(Dataset records)
## BEGIN

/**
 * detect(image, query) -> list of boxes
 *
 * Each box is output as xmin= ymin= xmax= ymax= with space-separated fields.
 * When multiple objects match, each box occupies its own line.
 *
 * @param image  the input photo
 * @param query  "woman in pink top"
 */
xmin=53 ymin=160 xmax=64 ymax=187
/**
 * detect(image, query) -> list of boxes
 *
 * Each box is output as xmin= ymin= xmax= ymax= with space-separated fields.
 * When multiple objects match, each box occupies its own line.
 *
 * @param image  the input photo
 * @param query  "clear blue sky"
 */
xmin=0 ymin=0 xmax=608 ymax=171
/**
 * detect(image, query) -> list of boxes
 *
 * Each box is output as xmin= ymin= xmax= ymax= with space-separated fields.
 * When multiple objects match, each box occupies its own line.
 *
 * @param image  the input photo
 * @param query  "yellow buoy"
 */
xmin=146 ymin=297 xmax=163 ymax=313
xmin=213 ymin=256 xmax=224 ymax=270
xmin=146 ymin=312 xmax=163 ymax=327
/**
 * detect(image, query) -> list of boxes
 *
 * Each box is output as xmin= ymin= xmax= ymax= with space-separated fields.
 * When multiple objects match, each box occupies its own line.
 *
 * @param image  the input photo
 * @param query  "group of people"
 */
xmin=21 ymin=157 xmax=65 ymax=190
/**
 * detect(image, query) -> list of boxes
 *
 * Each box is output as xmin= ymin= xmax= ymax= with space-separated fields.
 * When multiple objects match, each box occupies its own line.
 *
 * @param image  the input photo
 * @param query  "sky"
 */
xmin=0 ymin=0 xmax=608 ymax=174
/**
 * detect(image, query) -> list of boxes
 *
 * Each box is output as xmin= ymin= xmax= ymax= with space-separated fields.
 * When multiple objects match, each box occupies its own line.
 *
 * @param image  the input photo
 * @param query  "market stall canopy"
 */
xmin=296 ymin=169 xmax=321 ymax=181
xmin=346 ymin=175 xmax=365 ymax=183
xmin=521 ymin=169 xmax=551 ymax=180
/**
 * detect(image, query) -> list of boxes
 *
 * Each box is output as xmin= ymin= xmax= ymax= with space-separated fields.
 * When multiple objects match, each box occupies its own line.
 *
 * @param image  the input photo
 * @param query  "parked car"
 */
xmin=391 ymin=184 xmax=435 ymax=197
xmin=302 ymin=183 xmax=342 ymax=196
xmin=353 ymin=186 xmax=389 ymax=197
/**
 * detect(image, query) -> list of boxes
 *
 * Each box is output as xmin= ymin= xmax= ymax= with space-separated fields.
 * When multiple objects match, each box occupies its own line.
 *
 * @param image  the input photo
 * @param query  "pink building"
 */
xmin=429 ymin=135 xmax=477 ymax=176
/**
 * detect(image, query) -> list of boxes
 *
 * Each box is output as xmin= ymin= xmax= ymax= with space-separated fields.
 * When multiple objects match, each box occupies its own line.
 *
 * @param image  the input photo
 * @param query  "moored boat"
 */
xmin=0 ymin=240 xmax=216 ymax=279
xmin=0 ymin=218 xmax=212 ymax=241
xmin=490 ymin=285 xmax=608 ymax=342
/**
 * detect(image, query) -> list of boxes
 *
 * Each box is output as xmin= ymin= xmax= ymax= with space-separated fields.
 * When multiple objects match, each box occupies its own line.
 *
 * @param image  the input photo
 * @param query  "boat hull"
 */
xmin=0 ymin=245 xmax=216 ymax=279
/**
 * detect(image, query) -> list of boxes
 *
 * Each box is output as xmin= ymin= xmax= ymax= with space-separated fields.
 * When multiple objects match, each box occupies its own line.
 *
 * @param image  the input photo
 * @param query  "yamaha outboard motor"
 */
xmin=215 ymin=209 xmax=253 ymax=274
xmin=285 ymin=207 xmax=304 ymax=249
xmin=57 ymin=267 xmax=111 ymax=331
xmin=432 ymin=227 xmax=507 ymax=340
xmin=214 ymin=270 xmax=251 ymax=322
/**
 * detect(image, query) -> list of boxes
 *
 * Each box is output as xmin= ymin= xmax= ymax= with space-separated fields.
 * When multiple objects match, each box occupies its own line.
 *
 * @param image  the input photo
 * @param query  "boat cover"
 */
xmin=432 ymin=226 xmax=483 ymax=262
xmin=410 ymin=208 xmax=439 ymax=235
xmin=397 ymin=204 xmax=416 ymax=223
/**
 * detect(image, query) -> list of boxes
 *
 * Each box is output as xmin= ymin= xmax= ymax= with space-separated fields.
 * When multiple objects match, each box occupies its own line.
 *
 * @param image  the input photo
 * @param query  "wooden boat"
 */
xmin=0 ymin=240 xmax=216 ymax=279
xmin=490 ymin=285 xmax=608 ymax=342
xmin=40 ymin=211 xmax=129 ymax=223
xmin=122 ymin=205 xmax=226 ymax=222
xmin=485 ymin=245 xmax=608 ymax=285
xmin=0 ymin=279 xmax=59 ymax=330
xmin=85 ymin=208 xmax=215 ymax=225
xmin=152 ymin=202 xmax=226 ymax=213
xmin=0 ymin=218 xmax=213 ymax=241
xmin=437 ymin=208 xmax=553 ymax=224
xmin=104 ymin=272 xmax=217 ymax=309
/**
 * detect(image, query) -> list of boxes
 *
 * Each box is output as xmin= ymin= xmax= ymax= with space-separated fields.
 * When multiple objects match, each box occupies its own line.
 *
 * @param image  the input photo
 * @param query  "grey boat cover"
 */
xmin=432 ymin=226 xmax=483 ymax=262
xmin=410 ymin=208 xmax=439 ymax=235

## END

> **The task**: Copy every line of the material above that contains the string "cover". Treat uppercase and lowercase as different.

> **Reply**:
 * @param query  "boat cover"
 * @param query  "grey boat cover"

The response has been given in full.